# AOKP puts my note 2 in global roaming mode



## Doncerda (May 20, 2013)

Mod Type:: ROM

Difficulty:: Easy

Mod Base:: AOSP

Mod Status:: Kang

Apply In:: Other (See Description)

Carrier:: Verizon

Requires Root:: Yes

Android Version:: 4.2.2 (JB)

Source:: 
Ever since I have been running AOKP on my galaxy note 2 it always seems to revert back to global roaming within a couple of hours or after a reboot. now you have to understand how frustrating this can be because I'm only on 4G for a while and then all of a sudden I get no signal. So I've come to this forum to see if I can find a solution to this I'm currently running the latest radio and the latest build of jelly beans 16 but I love AOKP and want to go back. if you need any more details are any specifications let me know and I'll be as detailed and specific as I can. thanks in advance for any help. I'm new here at usually go to XDA or Android Central but my post there has been ignored for some reason


----------



## DXjunkie (Jun 19, 2011)

You need to ask/ post this question in general discussion, questions.
But as far as I know, 4.2.2 (pure AOSP) ROMs are not fully compatible yet to the NOTE 2; and will loose all touchwiz S-Pen functions.
Once you have flashed an 4.2... AOSP ROM, you'll have to revert back to 4.1.1. The simplest method would be to use Mark Skippen's program (donate version)...
"Galaxy Note Toolkit" http://forum.xda-dev...d.php?t=1923956

I would delete your post here and re-post it in the questions area


----------



## Doncerda (May 20, 2013)

I've tried this roll kit and it didn't work for my phone... That's why I used causal root method sand looking at that thread on xda this won't do anything different to my note 2 than I already have. But thanks for the reply.


----------



## Doncerda (May 20, 2013)

How do I delete this post


----------

# Short exercise 1:
Answer these about the AOKP roaming thread, one per line:
(a) Which carrier does the first post list?
(b) Which program does DXjunkie name as the simplest way to revert to 4.1.1?
(c) What does Doncerda ask in the final post?

# Dataset records:
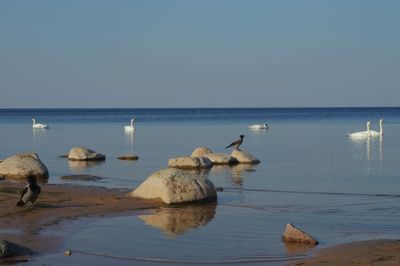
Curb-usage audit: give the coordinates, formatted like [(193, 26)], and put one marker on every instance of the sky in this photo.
[(204, 53)]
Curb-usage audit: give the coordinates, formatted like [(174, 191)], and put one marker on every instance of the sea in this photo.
[(311, 175)]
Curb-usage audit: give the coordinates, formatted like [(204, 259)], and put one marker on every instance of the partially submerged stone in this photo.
[(176, 186), (294, 234), (244, 157), (81, 177), (85, 154), (200, 151), (129, 157), (22, 165), (220, 158), (190, 163)]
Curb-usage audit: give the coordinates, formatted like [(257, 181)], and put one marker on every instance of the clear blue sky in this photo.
[(205, 53)]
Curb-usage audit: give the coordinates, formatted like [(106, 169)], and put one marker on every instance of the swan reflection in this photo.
[(174, 221)]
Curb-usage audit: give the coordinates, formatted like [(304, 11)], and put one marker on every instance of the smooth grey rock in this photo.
[(81, 177), (294, 234), (190, 163), (200, 151), (176, 186), (244, 157), (21, 165), (85, 154), (9, 249)]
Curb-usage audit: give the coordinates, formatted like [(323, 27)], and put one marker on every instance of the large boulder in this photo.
[(22, 165), (220, 158), (244, 157), (9, 249), (200, 151), (190, 163), (85, 154), (176, 186), (294, 234)]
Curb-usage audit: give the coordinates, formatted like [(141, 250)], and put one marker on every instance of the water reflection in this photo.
[(78, 166), (174, 221), (37, 135), (130, 139)]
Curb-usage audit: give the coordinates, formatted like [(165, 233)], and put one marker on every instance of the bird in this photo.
[(30, 193), (130, 127), (259, 126), (362, 134), (38, 125), (236, 143), (376, 133)]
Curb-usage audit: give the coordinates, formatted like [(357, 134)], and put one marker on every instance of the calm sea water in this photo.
[(311, 174)]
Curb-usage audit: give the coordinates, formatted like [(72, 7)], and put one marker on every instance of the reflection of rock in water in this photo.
[(237, 172), (178, 220)]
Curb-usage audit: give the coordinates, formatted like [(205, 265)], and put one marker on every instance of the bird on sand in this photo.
[(236, 143), (30, 193)]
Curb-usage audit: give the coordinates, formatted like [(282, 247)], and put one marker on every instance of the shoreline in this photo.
[(58, 204)]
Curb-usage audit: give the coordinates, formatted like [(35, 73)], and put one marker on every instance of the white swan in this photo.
[(38, 125), (362, 134), (376, 133), (130, 127), (259, 126)]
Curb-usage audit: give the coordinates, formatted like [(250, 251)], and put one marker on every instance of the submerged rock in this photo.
[(190, 163), (21, 165), (129, 157), (85, 154), (220, 158), (9, 249), (81, 177), (200, 151), (293, 234), (244, 157), (176, 186)]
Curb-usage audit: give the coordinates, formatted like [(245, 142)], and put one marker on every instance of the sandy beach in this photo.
[(60, 203)]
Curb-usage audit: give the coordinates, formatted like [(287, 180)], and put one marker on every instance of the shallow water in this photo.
[(311, 174)]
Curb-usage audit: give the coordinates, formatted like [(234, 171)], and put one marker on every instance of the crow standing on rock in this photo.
[(30, 193), (236, 143)]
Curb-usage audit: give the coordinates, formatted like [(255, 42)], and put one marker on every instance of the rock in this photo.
[(176, 186), (244, 157), (220, 158), (8, 249), (21, 165), (177, 221), (130, 157), (85, 154), (293, 234), (81, 177), (200, 151), (190, 163)]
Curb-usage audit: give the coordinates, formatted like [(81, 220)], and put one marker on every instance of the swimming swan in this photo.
[(259, 126), (42, 126), (376, 133), (130, 127), (362, 134)]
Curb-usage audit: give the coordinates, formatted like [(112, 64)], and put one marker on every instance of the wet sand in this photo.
[(372, 252), (58, 203)]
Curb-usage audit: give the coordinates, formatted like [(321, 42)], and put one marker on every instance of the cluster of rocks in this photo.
[(204, 158)]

# Short exercise 2:
In the records, rewrite everything from the line containing "submerged rock in this photo." down to the line containing "157), (176, 186)]", replacing "submerged rock" with "sunken rock" and leaving the rest as it is. Give only those lines.

# Worked solution 1:
(a) Verizon
(b) Mark Skippen's "Galaxy Note Toolkit" (donate version)
(c) How to delete the post

# Worked solution 2:
Curb-usage audit: give the coordinates, formatted like [(250, 251)], and put one marker on every instance of the sunken rock in this photo.
[(190, 163), (21, 165), (129, 157), (85, 154), (220, 158), (9, 249), (81, 177), (200, 151), (293, 234), (244, 157), (176, 186)]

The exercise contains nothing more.